**SHORT TASK**
Quote each line exactly, from the line that contains "the ear, one" down to the last line of the listing, and no other lines.
* begin STORED ROWS *
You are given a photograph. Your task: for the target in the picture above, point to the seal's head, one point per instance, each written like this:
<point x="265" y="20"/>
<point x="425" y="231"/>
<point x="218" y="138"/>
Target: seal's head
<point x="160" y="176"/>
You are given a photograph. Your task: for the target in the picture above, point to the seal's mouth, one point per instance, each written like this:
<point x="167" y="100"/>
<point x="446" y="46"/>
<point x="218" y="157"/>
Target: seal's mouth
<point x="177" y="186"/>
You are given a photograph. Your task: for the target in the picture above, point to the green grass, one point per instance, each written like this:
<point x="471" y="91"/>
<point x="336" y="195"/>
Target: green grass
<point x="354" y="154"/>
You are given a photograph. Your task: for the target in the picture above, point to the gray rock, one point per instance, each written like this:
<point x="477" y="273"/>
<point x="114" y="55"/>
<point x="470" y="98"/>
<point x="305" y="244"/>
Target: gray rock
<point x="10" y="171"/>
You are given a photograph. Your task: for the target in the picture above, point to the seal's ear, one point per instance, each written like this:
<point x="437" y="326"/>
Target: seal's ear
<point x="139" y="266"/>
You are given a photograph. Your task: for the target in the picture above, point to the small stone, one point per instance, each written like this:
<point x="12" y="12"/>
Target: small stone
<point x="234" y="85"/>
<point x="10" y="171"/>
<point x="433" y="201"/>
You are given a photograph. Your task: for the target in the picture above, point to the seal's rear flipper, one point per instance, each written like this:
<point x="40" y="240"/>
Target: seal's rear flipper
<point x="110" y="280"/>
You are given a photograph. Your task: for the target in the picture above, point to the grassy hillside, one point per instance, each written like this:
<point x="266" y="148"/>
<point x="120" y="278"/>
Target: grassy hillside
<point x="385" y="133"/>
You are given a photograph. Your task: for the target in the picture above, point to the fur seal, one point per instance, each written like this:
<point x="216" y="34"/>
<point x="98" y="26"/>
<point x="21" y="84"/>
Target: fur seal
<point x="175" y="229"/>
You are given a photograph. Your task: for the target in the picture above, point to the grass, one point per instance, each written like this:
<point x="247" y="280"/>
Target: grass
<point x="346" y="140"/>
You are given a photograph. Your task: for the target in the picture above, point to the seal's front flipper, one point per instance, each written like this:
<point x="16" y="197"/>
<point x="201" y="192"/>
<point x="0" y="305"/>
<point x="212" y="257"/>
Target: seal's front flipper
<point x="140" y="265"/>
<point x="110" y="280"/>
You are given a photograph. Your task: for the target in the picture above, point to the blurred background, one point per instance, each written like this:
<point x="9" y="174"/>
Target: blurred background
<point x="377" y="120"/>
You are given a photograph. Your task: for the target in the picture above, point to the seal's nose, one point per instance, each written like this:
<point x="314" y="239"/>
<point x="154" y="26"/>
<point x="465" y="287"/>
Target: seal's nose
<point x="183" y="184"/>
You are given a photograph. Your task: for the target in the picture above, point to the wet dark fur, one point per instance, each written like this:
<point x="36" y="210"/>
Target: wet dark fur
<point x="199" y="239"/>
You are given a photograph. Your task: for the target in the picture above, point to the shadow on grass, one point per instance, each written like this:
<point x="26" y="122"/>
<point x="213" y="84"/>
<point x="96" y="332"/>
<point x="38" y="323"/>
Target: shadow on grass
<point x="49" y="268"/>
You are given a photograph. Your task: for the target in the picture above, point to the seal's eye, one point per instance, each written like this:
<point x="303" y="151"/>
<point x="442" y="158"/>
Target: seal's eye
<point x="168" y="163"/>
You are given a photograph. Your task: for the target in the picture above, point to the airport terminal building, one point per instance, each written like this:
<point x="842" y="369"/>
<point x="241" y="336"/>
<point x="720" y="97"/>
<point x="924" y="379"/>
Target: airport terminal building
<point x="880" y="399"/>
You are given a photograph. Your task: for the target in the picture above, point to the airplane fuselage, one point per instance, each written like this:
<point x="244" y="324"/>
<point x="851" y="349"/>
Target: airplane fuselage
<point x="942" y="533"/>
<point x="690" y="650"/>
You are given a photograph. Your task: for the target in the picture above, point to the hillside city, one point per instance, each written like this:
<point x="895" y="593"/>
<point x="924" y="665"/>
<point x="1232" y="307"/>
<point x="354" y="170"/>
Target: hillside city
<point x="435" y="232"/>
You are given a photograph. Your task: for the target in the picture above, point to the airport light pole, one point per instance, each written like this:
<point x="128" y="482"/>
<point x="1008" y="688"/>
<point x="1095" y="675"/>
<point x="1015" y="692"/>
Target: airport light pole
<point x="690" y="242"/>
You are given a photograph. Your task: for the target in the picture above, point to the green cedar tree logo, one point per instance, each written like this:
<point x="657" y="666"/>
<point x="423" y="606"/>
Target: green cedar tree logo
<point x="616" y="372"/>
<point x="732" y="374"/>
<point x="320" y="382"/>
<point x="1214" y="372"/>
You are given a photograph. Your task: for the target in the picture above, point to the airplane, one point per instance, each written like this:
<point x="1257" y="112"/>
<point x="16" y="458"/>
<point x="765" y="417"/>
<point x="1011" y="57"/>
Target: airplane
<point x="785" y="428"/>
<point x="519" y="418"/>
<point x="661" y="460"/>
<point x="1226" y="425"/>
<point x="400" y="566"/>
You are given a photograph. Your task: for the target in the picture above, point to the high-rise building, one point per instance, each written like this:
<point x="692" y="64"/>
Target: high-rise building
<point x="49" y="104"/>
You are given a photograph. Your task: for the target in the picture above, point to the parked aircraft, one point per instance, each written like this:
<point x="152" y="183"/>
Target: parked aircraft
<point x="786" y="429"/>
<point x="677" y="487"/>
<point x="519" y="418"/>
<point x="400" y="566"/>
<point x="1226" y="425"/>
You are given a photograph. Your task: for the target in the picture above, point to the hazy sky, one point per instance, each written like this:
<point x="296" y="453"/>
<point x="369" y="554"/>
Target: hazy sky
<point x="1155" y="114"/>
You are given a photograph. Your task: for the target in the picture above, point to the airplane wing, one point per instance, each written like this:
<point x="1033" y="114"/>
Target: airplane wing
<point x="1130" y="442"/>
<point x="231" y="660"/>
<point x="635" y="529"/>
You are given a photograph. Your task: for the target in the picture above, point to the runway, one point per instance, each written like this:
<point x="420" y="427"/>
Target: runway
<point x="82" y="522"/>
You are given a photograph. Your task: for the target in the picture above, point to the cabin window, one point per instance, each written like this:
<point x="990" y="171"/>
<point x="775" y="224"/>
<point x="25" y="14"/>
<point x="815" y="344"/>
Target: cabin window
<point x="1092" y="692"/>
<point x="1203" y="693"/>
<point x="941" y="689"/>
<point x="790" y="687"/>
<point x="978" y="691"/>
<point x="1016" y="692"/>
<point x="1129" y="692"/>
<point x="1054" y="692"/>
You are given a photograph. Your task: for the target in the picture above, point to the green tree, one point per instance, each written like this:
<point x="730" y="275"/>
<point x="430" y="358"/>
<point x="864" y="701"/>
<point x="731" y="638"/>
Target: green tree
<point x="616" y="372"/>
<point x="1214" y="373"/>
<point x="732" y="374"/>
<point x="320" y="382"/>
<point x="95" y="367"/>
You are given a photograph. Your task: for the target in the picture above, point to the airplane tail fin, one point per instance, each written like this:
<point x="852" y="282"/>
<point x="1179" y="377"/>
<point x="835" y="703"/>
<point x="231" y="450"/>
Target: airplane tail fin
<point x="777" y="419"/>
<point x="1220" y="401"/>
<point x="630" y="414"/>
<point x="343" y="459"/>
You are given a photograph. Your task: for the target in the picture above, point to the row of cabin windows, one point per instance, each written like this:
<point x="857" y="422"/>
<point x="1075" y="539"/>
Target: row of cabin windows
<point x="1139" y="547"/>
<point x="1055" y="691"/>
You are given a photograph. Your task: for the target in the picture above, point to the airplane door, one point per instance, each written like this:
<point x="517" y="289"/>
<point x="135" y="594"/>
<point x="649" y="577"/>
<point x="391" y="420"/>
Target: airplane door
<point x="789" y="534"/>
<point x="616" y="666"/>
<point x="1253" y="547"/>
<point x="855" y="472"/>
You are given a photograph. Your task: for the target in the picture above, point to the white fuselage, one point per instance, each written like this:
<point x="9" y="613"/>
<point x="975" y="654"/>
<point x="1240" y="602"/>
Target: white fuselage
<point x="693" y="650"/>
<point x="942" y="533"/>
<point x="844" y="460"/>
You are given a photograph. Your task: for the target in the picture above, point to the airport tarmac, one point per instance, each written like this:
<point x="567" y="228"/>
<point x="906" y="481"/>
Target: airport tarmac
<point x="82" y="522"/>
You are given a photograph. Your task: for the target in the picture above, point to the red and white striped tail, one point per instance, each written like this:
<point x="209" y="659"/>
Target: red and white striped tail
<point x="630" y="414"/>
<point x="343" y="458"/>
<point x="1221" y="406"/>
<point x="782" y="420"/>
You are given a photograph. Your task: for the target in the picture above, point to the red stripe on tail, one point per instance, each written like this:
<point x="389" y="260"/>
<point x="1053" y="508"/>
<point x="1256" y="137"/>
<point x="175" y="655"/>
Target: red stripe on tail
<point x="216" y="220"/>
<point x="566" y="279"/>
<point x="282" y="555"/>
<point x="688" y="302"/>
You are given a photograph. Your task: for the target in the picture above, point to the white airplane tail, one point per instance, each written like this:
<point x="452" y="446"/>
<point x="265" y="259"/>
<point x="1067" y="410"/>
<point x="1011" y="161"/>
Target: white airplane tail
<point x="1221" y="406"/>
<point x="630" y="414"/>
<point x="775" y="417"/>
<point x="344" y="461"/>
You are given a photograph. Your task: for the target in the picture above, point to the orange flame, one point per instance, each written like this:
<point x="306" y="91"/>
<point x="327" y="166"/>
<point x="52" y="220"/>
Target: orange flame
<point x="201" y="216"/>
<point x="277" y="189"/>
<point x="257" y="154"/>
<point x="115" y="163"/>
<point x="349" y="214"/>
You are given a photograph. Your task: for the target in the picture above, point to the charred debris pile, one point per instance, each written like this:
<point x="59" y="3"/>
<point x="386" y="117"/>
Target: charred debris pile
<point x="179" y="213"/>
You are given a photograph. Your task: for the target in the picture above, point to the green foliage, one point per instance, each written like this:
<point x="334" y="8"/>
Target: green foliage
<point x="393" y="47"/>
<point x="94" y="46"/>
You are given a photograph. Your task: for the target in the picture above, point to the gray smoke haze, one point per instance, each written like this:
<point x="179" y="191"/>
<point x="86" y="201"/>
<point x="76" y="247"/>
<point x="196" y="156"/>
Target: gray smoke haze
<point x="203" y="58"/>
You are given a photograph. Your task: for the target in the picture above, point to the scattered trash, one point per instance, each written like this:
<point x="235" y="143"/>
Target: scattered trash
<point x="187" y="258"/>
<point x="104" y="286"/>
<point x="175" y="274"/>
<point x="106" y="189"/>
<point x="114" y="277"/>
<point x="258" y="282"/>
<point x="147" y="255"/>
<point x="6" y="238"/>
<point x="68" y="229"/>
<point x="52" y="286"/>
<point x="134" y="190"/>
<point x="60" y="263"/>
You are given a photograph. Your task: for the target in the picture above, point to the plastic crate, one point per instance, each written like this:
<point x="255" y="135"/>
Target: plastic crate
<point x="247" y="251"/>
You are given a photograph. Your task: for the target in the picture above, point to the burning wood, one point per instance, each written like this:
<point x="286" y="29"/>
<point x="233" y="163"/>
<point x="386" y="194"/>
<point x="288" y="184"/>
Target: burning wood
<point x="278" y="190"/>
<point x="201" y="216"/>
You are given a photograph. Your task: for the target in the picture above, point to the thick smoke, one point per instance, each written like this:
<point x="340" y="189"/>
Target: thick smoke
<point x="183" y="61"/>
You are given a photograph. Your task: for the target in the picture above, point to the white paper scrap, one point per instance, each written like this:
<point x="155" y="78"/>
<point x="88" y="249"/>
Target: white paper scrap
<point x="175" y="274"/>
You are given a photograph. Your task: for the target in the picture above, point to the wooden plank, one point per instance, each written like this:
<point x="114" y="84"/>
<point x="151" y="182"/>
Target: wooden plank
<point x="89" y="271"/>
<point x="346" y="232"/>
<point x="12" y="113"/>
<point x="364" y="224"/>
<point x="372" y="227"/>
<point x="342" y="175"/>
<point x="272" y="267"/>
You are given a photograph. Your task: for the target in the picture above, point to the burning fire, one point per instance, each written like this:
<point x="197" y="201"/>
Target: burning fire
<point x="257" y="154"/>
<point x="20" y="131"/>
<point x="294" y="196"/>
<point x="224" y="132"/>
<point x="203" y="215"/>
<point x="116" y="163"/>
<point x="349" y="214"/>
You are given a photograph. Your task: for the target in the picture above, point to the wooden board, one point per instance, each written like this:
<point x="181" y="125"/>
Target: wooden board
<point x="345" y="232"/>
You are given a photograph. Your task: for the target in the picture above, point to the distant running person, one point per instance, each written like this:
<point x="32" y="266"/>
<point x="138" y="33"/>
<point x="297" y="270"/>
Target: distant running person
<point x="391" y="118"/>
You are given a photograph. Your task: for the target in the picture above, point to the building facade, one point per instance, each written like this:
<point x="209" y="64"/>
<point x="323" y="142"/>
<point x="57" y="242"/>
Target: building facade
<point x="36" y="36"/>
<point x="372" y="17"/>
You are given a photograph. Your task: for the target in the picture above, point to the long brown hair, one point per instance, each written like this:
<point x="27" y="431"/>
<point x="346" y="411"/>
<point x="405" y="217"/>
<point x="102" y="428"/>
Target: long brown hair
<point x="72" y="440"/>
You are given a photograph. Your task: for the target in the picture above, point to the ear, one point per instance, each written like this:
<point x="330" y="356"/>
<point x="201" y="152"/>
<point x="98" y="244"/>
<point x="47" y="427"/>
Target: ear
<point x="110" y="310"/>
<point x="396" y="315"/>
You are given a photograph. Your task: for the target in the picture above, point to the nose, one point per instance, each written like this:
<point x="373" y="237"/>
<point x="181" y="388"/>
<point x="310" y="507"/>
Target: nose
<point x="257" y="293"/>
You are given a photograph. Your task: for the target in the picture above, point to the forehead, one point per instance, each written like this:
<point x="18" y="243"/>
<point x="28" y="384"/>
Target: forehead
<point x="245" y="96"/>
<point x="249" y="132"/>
* end STORED ROWS *
**TASK ANSWER**
You are given a photograph. Your task: for the target in the picture above, point to the ear, one point per instance, each written like this:
<point x="330" y="356"/>
<point x="201" y="152"/>
<point x="98" y="244"/>
<point x="47" y="427"/>
Target: ear
<point x="110" y="310"/>
<point x="396" y="315"/>
You are given a photograph. Your task: for the target in the picture above, point to the nose, one point per instance, each written like this:
<point x="373" y="237"/>
<point x="181" y="388"/>
<point x="310" y="507"/>
Target: nose
<point x="257" y="293"/>
You are given a photograph. Your task: for the target in the picture above, point to the forehead, one point per instance, each written like this:
<point x="18" y="243"/>
<point x="28" y="384"/>
Target: forehead
<point x="245" y="96"/>
<point x="249" y="132"/>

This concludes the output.